Of the lines listed below, return exactly those that run from the line containing "box: [348, 0, 684, 47]" through the line containing "positive clicks: (1414, 662) (1424, 654)", both included.
START MATERIAL SHOWN
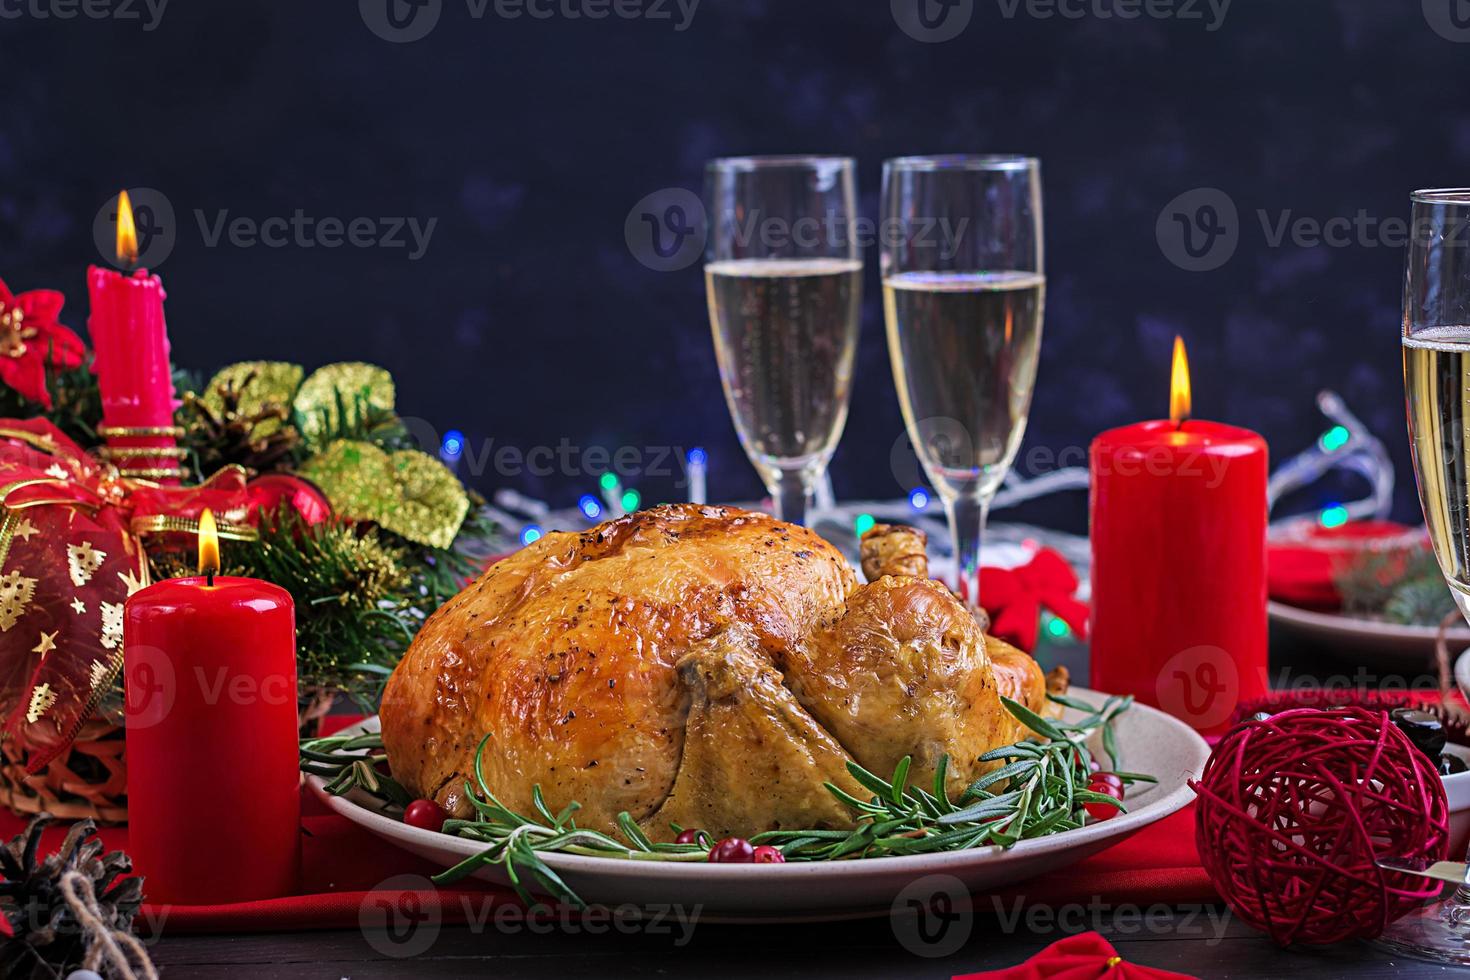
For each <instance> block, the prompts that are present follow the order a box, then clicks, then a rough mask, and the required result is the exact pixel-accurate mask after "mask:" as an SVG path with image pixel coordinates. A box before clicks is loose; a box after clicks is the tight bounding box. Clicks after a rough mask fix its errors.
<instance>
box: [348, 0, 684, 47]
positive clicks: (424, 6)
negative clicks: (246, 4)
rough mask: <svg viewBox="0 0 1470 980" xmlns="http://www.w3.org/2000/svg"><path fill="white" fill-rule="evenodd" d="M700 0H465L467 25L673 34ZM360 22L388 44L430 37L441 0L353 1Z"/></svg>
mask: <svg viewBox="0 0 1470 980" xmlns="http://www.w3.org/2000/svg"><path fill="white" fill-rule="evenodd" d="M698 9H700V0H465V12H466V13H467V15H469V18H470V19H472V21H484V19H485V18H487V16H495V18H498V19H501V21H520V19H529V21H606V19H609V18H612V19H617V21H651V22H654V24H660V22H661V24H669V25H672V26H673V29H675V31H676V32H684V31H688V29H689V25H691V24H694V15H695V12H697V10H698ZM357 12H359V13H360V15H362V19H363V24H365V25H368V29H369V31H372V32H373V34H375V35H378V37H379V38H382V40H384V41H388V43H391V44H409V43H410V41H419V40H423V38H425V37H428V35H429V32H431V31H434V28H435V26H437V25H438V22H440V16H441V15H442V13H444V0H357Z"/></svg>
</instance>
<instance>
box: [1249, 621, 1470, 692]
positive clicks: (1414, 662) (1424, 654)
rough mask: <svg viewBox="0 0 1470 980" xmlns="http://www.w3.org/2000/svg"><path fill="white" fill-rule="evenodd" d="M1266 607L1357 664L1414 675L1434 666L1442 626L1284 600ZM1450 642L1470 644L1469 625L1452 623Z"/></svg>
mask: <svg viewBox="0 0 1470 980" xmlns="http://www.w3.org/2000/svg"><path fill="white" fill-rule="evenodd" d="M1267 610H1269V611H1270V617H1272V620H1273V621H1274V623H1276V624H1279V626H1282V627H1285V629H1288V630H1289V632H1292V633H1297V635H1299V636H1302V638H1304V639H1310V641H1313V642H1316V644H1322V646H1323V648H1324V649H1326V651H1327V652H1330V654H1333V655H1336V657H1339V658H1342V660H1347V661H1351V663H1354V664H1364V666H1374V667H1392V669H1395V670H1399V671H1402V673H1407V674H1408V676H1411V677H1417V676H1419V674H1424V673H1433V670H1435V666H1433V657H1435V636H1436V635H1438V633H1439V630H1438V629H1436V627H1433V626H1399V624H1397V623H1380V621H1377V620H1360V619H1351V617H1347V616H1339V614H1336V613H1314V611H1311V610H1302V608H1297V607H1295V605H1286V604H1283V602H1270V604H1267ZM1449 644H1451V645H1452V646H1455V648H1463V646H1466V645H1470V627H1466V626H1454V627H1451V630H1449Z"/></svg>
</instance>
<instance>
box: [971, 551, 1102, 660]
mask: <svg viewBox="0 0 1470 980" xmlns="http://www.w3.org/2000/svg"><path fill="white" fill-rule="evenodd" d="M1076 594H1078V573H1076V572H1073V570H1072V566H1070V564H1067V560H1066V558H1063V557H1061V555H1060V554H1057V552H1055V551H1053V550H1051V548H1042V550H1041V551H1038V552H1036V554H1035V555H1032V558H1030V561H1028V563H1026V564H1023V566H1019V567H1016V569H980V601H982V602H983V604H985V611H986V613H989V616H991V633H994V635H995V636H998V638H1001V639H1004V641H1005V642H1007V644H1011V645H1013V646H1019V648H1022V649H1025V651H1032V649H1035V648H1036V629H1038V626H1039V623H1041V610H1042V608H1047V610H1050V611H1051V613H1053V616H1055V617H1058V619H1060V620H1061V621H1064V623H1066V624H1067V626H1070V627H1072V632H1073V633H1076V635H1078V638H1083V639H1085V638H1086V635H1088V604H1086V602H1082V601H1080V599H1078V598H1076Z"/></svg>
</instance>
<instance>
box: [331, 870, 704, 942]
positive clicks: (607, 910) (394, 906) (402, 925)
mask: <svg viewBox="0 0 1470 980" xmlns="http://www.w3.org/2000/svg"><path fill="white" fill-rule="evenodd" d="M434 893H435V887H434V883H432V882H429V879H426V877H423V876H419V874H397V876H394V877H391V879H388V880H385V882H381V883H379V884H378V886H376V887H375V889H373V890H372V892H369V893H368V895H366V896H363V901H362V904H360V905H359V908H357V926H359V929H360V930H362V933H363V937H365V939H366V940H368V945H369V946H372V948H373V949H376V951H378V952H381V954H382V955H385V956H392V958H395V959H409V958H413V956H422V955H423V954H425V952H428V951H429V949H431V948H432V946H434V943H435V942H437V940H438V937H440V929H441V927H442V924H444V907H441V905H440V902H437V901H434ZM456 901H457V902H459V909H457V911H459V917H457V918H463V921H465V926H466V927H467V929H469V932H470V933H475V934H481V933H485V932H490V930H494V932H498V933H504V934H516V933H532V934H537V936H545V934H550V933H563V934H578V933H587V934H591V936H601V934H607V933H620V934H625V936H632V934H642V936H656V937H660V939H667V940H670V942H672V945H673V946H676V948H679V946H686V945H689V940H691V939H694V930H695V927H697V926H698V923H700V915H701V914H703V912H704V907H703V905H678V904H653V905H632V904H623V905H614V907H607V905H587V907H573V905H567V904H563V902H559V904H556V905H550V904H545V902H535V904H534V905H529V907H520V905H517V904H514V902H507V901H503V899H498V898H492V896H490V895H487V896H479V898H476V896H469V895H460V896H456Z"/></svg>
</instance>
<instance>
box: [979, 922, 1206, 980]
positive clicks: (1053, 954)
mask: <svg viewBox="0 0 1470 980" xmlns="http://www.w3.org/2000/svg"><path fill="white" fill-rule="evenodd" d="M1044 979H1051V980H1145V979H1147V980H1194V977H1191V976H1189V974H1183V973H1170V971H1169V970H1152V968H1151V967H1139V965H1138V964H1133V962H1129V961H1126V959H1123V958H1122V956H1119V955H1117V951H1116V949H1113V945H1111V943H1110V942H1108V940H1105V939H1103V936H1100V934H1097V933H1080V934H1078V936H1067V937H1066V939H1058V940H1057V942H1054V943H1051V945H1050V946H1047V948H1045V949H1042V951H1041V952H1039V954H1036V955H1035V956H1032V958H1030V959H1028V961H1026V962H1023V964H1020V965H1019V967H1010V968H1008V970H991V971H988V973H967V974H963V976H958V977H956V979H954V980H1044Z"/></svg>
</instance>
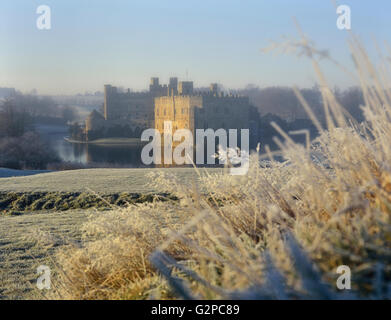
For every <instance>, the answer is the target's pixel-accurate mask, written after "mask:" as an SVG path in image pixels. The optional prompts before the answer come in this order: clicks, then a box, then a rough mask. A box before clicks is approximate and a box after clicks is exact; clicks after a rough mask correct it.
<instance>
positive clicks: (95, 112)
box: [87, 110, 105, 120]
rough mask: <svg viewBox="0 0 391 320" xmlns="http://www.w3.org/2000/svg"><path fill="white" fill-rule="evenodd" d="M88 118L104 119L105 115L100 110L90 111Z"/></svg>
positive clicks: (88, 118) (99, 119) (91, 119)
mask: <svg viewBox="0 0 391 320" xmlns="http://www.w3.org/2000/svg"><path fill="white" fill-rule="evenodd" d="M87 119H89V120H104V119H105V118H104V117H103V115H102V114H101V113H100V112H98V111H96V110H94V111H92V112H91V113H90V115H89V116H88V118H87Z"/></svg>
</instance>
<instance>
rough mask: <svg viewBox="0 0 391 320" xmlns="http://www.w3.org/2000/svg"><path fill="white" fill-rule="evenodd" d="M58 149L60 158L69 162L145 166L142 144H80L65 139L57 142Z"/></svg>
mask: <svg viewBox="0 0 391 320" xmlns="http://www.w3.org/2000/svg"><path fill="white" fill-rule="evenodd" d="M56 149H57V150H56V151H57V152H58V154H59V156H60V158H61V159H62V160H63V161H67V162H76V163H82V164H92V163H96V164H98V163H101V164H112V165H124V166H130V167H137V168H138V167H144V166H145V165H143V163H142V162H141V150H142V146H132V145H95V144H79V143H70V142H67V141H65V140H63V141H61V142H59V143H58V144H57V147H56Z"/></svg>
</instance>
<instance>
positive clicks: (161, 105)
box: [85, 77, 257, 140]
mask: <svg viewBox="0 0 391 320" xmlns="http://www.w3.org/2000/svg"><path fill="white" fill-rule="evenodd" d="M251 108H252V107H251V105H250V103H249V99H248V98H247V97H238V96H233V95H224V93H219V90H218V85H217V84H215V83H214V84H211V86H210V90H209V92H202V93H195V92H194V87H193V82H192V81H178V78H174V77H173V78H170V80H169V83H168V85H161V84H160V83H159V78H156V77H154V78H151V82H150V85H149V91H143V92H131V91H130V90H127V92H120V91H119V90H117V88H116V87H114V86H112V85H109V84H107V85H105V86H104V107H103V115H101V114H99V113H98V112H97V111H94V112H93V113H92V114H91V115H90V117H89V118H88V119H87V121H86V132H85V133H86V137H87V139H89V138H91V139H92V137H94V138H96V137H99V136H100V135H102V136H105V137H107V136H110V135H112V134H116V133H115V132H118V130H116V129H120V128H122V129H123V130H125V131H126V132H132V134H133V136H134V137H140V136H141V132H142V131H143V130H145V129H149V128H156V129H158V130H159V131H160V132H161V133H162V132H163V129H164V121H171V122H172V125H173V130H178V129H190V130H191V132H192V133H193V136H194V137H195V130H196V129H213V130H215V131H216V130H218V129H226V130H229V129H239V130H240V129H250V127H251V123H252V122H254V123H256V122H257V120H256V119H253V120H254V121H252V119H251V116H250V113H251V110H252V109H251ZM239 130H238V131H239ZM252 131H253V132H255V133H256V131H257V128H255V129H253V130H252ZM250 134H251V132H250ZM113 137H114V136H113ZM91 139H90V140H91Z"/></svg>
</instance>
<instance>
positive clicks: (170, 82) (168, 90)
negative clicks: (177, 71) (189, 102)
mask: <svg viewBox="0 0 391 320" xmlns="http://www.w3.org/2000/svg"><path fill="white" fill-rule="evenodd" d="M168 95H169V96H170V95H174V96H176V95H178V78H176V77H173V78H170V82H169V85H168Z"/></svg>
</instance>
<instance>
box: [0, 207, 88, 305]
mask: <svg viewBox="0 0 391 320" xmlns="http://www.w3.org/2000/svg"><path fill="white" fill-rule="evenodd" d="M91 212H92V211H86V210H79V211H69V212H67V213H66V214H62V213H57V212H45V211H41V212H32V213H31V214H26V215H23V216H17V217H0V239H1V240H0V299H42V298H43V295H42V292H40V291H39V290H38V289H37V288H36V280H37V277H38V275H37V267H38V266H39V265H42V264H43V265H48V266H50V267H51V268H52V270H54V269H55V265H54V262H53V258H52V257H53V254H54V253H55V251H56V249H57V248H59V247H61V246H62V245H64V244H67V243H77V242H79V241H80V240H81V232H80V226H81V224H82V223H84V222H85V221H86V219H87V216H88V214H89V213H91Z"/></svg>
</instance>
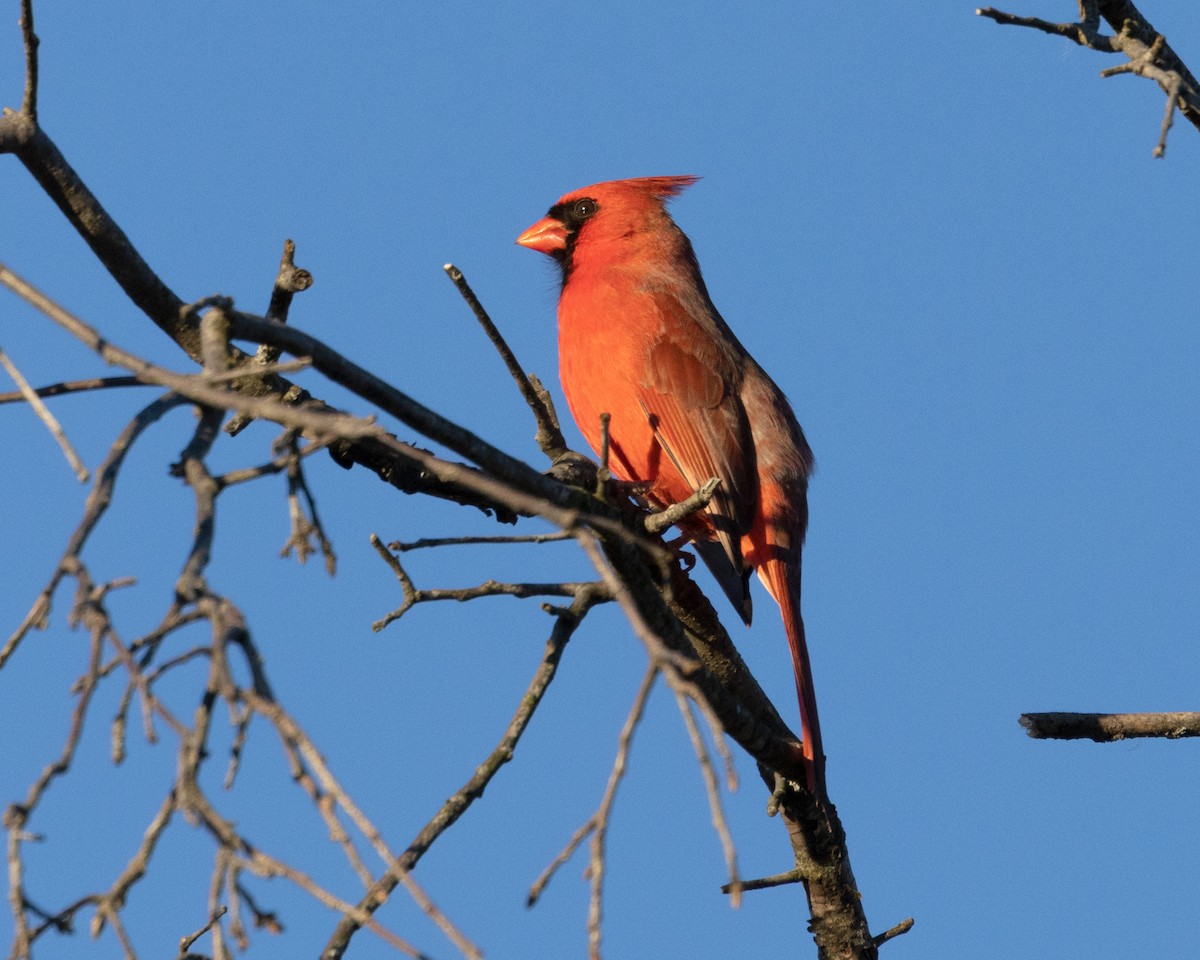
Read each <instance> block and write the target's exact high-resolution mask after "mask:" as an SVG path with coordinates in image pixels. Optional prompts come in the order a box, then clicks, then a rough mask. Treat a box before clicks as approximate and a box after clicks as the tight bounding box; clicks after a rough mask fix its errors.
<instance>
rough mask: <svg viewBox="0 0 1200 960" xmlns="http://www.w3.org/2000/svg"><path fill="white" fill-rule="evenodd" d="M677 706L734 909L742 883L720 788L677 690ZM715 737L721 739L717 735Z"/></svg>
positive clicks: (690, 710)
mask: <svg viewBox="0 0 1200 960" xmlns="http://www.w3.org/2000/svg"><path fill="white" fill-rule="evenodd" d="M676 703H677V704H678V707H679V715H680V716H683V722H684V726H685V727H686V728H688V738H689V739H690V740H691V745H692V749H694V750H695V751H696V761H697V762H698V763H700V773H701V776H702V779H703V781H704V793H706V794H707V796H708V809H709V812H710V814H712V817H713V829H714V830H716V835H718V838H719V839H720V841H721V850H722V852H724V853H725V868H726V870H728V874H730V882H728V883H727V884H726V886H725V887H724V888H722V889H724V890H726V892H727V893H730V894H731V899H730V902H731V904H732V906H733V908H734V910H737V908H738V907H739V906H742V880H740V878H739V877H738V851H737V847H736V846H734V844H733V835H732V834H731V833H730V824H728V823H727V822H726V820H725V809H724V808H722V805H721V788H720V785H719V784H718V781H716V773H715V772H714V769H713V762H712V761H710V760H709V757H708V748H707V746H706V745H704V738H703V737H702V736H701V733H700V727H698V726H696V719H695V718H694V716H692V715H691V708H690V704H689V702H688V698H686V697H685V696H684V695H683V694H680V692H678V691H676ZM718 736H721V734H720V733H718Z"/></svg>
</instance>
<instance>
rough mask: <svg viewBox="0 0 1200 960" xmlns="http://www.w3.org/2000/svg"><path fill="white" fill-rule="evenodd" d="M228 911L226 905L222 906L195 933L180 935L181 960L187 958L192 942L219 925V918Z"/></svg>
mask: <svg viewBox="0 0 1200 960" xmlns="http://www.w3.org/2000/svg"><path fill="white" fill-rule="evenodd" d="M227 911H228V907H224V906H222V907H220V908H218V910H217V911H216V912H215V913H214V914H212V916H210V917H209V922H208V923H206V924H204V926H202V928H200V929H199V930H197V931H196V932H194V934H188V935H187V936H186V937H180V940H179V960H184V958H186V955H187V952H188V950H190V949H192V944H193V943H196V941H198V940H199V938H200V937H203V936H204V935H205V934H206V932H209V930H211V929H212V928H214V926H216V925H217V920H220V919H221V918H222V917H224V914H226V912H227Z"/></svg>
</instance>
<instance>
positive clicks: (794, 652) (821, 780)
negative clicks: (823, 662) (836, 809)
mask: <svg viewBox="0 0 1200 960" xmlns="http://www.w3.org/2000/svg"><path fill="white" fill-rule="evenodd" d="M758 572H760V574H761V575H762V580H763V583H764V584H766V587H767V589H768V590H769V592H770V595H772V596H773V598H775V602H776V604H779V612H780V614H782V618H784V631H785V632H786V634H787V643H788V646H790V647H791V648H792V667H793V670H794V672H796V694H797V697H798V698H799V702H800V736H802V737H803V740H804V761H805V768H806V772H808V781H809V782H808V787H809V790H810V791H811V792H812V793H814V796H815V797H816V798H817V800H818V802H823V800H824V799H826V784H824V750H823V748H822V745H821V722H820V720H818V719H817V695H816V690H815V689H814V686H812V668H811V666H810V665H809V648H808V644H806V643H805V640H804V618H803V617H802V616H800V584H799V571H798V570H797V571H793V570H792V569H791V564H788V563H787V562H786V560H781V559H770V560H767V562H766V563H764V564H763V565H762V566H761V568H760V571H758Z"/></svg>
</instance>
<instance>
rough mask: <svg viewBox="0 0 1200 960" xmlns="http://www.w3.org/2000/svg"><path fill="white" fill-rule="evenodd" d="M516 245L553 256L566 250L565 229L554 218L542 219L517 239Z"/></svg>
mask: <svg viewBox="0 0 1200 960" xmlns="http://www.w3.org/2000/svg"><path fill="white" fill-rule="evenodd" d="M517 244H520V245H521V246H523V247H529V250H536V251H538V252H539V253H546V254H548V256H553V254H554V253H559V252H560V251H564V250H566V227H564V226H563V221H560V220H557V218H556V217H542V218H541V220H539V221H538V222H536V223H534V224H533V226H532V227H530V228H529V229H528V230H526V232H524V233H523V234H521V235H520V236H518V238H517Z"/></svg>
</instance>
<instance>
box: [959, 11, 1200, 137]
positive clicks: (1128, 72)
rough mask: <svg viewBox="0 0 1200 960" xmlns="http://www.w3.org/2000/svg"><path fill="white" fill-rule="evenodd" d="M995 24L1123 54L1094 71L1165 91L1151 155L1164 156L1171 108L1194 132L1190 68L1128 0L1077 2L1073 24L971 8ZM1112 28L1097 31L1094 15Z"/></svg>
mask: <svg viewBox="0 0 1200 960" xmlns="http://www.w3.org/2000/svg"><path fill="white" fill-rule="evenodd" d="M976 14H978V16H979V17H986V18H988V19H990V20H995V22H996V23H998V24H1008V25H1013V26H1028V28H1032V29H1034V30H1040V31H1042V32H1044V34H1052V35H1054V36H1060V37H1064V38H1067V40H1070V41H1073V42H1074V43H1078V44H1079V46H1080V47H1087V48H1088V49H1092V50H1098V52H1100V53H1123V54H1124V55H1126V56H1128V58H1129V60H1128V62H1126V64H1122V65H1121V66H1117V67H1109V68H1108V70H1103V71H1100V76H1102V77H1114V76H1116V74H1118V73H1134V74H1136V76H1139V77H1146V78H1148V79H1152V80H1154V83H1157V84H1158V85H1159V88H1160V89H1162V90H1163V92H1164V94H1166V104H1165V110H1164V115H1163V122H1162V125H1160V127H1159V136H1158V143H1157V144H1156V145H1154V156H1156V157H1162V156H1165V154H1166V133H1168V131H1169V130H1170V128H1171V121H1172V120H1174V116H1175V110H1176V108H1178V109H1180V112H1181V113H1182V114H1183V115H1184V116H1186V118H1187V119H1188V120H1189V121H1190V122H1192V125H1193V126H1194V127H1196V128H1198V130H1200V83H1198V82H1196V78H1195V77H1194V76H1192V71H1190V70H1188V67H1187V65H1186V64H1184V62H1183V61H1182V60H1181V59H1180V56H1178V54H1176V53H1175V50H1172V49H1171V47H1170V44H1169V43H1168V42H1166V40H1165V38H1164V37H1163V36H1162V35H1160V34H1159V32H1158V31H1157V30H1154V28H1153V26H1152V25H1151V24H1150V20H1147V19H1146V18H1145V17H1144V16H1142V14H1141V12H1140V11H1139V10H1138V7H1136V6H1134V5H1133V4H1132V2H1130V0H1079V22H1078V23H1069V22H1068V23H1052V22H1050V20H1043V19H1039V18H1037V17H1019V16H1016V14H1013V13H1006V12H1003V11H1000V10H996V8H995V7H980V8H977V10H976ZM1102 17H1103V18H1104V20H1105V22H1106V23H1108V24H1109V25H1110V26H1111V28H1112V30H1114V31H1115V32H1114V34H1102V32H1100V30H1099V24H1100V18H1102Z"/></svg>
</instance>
END MATERIAL SHOWN
- **WRITTEN REPLY**:
box: [348, 0, 684, 47]
positive clicks: (424, 6)
negative clicks: (246, 4)
rough mask: <svg viewBox="0 0 1470 980" xmlns="http://www.w3.org/2000/svg"><path fill="white" fill-rule="evenodd" d="M700 0H465L467 25L673 34ZM360 22L388 44L430 37L441 0L353 1Z"/></svg>
mask: <svg viewBox="0 0 1470 980" xmlns="http://www.w3.org/2000/svg"><path fill="white" fill-rule="evenodd" d="M698 9H700V0H465V12H466V13H467V15H469V18H470V19H472V21H484V19H485V18H487V16H495V18H498V19H501V21H520V19H529V21H606V19H609V18H612V19H617V21H651V22H654V24H660V22H661V24H669V25H672V26H673V29H675V31H676V32H684V31H688V29H689V25H691V24H694V15H695V12H697V10H698ZM357 12H359V13H360V15H362V19H363V24H365V25H368V29H369V31H372V32H373V34H375V35H378V37H379V38H382V40H384V41H388V43H391V44H409V43H410V41H419V40H423V38H425V37H428V35H429V32H431V31H434V28H435V26H437V25H438V22H440V16H441V15H442V13H444V0H357Z"/></svg>
</instance>
<instance>
box: [1249, 621, 1470, 692]
positive clicks: (1414, 662) (1424, 654)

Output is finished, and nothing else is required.